Return every entry exactly.

INPUT MATERIAL section start

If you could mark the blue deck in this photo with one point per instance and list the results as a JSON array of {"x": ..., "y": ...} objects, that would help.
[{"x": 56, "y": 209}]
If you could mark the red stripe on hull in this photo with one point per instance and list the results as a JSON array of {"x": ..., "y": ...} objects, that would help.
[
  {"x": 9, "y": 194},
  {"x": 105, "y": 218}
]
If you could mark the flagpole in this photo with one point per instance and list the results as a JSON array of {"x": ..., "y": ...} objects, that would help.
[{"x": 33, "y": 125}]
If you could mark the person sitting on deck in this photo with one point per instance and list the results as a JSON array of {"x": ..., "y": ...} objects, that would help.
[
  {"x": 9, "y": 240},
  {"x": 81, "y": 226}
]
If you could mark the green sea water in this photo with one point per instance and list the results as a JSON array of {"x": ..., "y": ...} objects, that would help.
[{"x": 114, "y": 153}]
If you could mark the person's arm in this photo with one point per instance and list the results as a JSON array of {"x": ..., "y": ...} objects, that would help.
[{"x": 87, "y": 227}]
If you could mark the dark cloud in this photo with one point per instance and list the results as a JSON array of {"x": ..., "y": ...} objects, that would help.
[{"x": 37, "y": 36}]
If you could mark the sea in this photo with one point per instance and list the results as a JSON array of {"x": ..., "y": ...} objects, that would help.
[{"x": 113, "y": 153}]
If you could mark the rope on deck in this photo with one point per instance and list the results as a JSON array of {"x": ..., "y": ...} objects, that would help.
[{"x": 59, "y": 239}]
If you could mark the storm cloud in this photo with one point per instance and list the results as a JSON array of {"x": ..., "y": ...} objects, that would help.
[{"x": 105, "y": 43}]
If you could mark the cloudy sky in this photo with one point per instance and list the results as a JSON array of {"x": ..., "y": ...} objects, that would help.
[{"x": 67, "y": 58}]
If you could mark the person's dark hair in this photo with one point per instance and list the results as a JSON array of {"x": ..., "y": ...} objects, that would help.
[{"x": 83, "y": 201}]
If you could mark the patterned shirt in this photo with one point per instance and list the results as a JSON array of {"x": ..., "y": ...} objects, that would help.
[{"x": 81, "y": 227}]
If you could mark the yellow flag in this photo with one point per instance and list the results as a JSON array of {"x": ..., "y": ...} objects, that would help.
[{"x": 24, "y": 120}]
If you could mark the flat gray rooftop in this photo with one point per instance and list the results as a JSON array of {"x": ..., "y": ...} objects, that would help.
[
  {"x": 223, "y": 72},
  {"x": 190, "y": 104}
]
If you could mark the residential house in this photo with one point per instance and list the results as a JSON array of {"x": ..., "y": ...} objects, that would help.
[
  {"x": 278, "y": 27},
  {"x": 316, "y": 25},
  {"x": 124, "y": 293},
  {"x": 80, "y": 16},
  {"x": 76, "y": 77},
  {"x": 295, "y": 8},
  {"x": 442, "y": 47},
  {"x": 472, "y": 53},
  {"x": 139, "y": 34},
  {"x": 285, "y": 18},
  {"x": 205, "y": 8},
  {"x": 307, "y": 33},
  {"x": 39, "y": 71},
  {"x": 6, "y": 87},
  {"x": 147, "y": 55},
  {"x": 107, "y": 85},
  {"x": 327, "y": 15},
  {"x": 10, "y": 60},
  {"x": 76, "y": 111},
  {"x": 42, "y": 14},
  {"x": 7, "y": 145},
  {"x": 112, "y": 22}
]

INPUT MATERIAL section end

THE ANSWER:
If you could mark the blue deck in this photo with one point per instance and list the results as a JSON array of {"x": ..., "y": ...} objects, that would help.
[{"x": 56, "y": 209}]
If you could mark the red stripe on hull in this photo with one point per instance and list the results as a JSON array of {"x": ..., "y": ...} objects, that would help.
[
  {"x": 9, "y": 194},
  {"x": 105, "y": 218}
]
If you could mark the flagpole in this photo with one point per instance and list the results as a JSON array of {"x": ..., "y": ...} objects, that would help.
[{"x": 33, "y": 125}]
If you could mark the person sitting on deck in this photo with one point per instance and list the results as a JSON array of {"x": ..., "y": ...} objects, that would help.
[
  {"x": 9, "y": 240},
  {"x": 81, "y": 226}
]
If you could mark the green sea water in this photo with one point per instance and list the results as a JSON array of {"x": ..., "y": ...} objects, that would help.
[{"x": 114, "y": 153}]
If you could mark the person's arm in this photo with one point per instance and list the results as a JSON array of {"x": ..., "y": ...} objects, that would help.
[{"x": 87, "y": 227}]
If you could mark the dark cloud in this photo with one point per instance and list the results as a JSON array of {"x": ..., "y": ...} objects, that would help.
[{"x": 37, "y": 36}]
If you could mark the sea in this photo with one point per instance and list the results as a JSON array of {"x": ..., "y": ...} objects, that would help.
[{"x": 113, "y": 153}]
If you could mark the rope on deck in this photo with one point per instance and list the results as a JSON array of {"x": ..., "y": ...} objects, that would help.
[{"x": 59, "y": 239}]
If you could mark the storm cloud in this photo with one point per instance and list the results as a JSON array of {"x": ..., "y": ...} objects, that would help.
[{"x": 105, "y": 43}]
If you could mark the cloudy sky in this photo with one point per instance and list the results as a JSON array of {"x": ..., "y": ...} objects, that would help.
[{"x": 67, "y": 58}]
If you could mark the person's dark hair in this photo with one point per instance and list the results as a JSON array of {"x": ..., "y": ...} objects, that would help.
[{"x": 83, "y": 201}]
If you could mark the patterned shirt in this photo with one point per instance and list the results as a JSON array of {"x": ..., "y": ...} objects, that would help.
[{"x": 81, "y": 227}]
If you could mark the yellow flag in this photo with one point per instance and list the results as a JSON array of {"x": ..., "y": ...} objects, that would help.
[{"x": 24, "y": 120}]
If you could mark the flat gray rooftop in this photo with one point per instance and list the results as a JSON array of {"x": ..., "y": ...} objects, that would help.
[
  {"x": 223, "y": 72},
  {"x": 190, "y": 104}
]
If you could mark the residential house in this photo with one point per instance and list the results as a JSON array of {"x": ..., "y": ...} objects, that would help.
[
  {"x": 278, "y": 27},
  {"x": 316, "y": 25},
  {"x": 124, "y": 293},
  {"x": 80, "y": 16},
  {"x": 76, "y": 77},
  {"x": 295, "y": 8},
  {"x": 442, "y": 47},
  {"x": 472, "y": 53},
  {"x": 139, "y": 34},
  {"x": 285, "y": 18},
  {"x": 205, "y": 8},
  {"x": 307, "y": 33},
  {"x": 39, "y": 71},
  {"x": 6, "y": 87},
  {"x": 147, "y": 55},
  {"x": 107, "y": 85},
  {"x": 327, "y": 15},
  {"x": 10, "y": 60},
  {"x": 76, "y": 111},
  {"x": 42, "y": 14},
  {"x": 7, "y": 145},
  {"x": 112, "y": 22}
]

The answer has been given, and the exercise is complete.